AIM OF THE EXERCISE
Reproduce every item below word for word, omitting the pictures.

(begin)

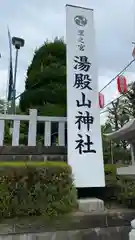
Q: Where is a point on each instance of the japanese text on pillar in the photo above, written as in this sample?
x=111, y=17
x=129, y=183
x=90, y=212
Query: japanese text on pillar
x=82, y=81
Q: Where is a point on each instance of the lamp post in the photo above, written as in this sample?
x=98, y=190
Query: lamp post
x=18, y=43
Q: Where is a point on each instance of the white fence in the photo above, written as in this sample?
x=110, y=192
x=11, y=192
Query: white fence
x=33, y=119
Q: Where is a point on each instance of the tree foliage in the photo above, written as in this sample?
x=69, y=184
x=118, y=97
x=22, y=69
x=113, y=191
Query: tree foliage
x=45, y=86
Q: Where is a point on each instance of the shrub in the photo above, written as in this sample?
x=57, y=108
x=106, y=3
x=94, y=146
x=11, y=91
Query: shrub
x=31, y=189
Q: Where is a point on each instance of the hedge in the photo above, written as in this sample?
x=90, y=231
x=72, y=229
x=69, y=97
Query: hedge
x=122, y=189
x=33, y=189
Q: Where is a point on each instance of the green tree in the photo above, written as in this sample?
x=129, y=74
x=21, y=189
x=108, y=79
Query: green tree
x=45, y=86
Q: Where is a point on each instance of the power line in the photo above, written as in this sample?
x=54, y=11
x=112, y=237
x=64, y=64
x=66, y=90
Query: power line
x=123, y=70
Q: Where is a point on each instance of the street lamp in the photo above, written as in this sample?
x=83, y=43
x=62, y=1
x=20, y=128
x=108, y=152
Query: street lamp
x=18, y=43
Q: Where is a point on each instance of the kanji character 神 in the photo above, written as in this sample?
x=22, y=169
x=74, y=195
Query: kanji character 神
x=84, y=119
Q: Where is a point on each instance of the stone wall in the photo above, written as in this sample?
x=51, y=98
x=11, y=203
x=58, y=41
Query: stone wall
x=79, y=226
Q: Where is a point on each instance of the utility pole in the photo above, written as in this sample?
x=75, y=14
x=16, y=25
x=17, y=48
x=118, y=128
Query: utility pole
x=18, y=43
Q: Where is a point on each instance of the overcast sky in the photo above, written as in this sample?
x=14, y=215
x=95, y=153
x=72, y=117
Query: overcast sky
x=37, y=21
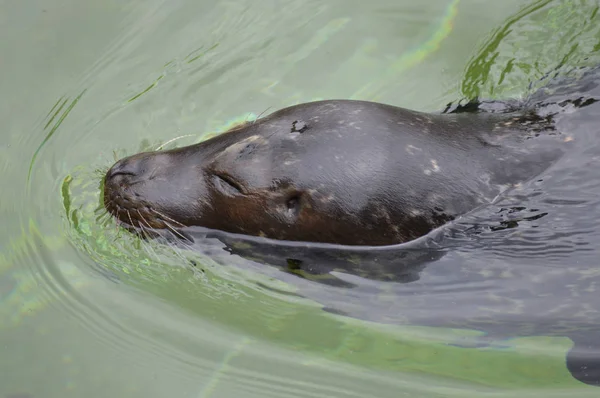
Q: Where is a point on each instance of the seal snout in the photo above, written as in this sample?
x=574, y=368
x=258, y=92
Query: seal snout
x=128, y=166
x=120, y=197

(end)

RESPONSE TO THE TASK
Q: Where is a point on each instance of the japanese text on pillar in the photo above, written as in this sample?
x=111, y=17
x=129, y=183
x=90, y=212
Query: japanese text on pillar
x=82, y=81
Q: Where is a point on each instance of the lamp post in the photo above, written as in this sample?
x=98, y=190
Query: lamp post
x=18, y=43
Q: Where is a point on each instance of the white fence in the photo above, written as in this sample?
x=110, y=192
x=11, y=192
Query: white fence
x=33, y=119
Q: Where is a point on each instance of the tree foliage in the photo above, written as in this sample?
x=69, y=184
x=118, y=97
x=22, y=69
x=113, y=191
Query: tree foliage
x=45, y=86
Q: Where is a point on each instance of the shrub in the photo above, written as in this sample?
x=57, y=108
x=106, y=3
x=94, y=146
x=11, y=91
Query: shrub
x=31, y=189
Q: Where is a point on each instance of the hedge in the photo above, written as in this sample?
x=90, y=231
x=72, y=229
x=69, y=97
Query: hedge
x=122, y=189
x=33, y=189
Q: Where is a point on each instance of the green tree in the photo above, written as in this sample?
x=129, y=74
x=21, y=189
x=108, y=79
Query: green tree
x=45, y=86
Q: Where is a point on each instance of the power line in the photo above, written as in this sample?
x=54, y=11
x=112, y=237
x=64, y=64
x=66, y=90
Query: power line
x=123, y=70
Q: Where is a point on each instance of the street lamp in the photo above, written as in this sample?
x=83, y=43
x=62, y=1
x=20, y=128
x=108, y=152
Query: street lamp
x=18, y=43
Q: Where is a point on each instance of the kanji character 神 in the photo above, written as in this sample?
x=22, y=169
x=74, y=195
Query: kanji character 神
x=84, y=119
Q: Where is a point on each instance of the stone wall in the photo above, written as in this sample?
x=51, y=98
x=11, y=203
x=58, y=41
Query: stone wall
x=79, y=226
Q: Where is a point on each instance of the utility pole in the photo above, written as in this sample?
x=75, y=14
x=16, y=25
x=17, y=48
x=118, y=128
Query: utility pole
x=18, y=43
Q: Where is a point on each instance of the overcast sky in the photo above, written as in this sample?
x=14, y=215
x=95, y=153
x=72, y=117
Query: overcast sky
x=37, y=21
Q: Where is a point on each instance of the seal snout in the photo above, written as in this sample?
x=574, y=368
x=258, y=92
Query: seal snout
x=128, y=166
x=120, y=197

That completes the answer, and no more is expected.